**Task instructions**
Repeat each record below exactly as given.

**Record set**

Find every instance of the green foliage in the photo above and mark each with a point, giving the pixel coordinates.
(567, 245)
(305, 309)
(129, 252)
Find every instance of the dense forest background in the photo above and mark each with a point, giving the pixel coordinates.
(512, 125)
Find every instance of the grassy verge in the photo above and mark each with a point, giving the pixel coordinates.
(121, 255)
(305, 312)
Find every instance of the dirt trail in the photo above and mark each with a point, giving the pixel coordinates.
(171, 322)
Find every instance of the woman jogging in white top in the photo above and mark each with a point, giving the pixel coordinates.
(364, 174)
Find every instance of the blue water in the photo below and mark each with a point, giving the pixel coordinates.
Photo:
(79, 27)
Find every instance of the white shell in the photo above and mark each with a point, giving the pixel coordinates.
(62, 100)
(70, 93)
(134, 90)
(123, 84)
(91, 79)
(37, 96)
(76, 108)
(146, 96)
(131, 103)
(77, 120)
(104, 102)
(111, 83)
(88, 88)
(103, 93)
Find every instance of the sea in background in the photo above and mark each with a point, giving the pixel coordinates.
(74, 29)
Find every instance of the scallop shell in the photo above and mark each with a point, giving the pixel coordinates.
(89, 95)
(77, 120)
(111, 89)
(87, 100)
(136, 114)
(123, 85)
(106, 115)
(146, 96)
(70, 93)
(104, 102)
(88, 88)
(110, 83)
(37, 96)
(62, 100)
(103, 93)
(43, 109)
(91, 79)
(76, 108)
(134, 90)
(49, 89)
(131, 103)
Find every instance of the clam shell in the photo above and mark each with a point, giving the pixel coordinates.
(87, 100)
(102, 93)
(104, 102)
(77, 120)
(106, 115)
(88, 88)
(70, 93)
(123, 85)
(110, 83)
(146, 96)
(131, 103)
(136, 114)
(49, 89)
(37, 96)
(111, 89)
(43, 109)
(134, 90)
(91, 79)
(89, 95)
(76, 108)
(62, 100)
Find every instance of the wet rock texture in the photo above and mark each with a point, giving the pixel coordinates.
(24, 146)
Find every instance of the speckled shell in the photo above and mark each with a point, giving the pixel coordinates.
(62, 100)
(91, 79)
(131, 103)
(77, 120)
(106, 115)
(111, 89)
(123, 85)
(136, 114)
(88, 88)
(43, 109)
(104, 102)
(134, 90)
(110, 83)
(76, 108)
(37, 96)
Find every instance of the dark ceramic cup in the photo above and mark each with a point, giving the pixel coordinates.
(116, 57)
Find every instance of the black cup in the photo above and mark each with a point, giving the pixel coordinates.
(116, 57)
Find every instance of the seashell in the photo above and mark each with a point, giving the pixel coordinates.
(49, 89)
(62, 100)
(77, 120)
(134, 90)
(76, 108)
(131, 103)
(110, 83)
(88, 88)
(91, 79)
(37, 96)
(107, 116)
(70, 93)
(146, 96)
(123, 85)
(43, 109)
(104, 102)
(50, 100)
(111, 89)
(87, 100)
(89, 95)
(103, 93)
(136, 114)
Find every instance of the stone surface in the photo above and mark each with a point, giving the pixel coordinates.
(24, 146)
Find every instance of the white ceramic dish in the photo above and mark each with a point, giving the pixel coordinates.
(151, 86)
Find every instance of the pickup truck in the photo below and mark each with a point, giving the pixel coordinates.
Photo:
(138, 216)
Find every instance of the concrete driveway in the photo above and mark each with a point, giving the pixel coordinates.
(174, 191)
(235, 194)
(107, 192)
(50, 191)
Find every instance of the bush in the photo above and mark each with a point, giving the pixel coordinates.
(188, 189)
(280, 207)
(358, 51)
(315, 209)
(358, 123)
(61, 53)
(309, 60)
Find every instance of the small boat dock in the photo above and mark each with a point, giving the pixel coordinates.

**Result of the exercise**
Find every instance of the green foliage in the photo above and mark each with a point, giving the pixel coordinates.
(567, 245)
(305, 309)
(129, 252)
Find every instance of the dense forest background in the photo above and mark each with a point, giving the pixel coordinates.
(512, 125)
Find every instance of the grassy verge in the photo above and mark each with a point, giving the pixel coordinates.
(121, 255)
(305, 312)
Find every instance of the dirt trail in the photo above and mark each with a point, giving the pixel coordinates.
(171, 322)
Find every instance of the woman jogging in white top in the photo above and mark each with a point, giving the pixel coordinates.
(364, 174)
Find every instance of the blue water in the photo below and mark each with a point, giving the pixel coordinates.
Photo:
(79, 27)
Find every instance of the white shell in the photo above and mark each with a point, giving the pixel coordinates.
(62, 100)
(70, 93)
(134, 90)
(123, 84)
(91, 79)
(37, 96)
(76, 108)
(146, 96)
(131, 103)
(77, 120)
(104, 102)
(111, 83)
(88, 88)
(103, 93)
Find every instance of the sea in background in the photo above and mark each with a point, giving the pixel coordinates.
(74, 29)
Find every instance of the scallop shell in the photo above and mark each with a point, giving the pixel coordinates.
(89, 95)
(77, 120)
(111, 89)
(87, 100)
(136, 114)
(123, 85)
(106, 115)
(146, 96)
(70, 93)
(104, 102)
(88, 88)
(110, 83)
(37, 96)
(62, 100)
(103, 93)
(43, 109)
(91, 79)
(76, 108)
(134, 90)
(49, 89)
(131, 103)
Find every instance of the clam shell in the photo above and mark each with a point, giving the pixel coordinates.
(87, 100)
(102, 93)
(104, 102)
(77, 120)
(106, 115)
(88, 88)
(70, 93)
(123, 85)
(110, 83)
(146, 96)
(131, 103)
(136, 114)
(49, 89)
(37, 96)
(111, 89)
(43, 109)
(134, 90)
(91, 79)
(89, 95)
(76, 108)
(62, 100)
Find every instance of the wet rock texture in the photo above and mark each with a point, giving the pixel coordinates.
(24, 146)
Find every instance of the speckled shell in the photo above and mark each with a point, giving the pixel coordinates.
(62, 100)
(91, 79)
(131, 103)
(77, 120)
(106, 115)
(111, 89)
(123, 85)
(136, 114)
(88, 88)
(43, 109)
(104, 102)
(134, 90)
(110, 83)
(76, 108)
(37, 96)
Find every instance of the dark ceramic cup in the photo above and mark each with a point, giving the pixel coordinates.
(116, 57)
Find every instance of the black cup in the photo above and mark each with a point, giving the pixel coordinates.
(116, 57)
Find every instance of the seashell in the photo above and mark each with a point, giving the pixel coordinates.
(49, 89)
(62, 100)
(77, 120)
(134, 90)
(76, 108)
(131, 103)
(110, 83)
(88, 88)
(91, 79)
(37, 96)
(107, 116)
(70, 93)
(146, 96)
(123, 85)
(43, 109)
(104, 102)
(50, 100)
(111, 89)
(87, 100)
(89, 95)
(103, 93)
(136, 114)
Find every instance of the stone surface in the photo above and mark each with a point, giving the pixel coordinates.
(24, 146)
Find every instance of the white ceramic dish in the photo above and mark each with a point, giving the pixel coordinates.
(151, 86)
Find every instance of the pickup truck in the photo below and mark each with a point, giving the pixel coordinates.
Photo:
(138, 216)
Find every instance of the concrete driveway in the photo above and mark each with a point, giving the pixel coordinates.
(174, 191)
(235, 194)
(107, 192)
(50, 191)
Find every instance of the bush in the photo above and mark each with a point, giving the pixel coordinates.
(188, 189)
(280, 207)
(358, 51)
(315, 209)
(358, 123)
(61, 53)
(309, 60)
Find every instance of the small boat dock in the photo above and mark each with a point, giving the pixel coordinates.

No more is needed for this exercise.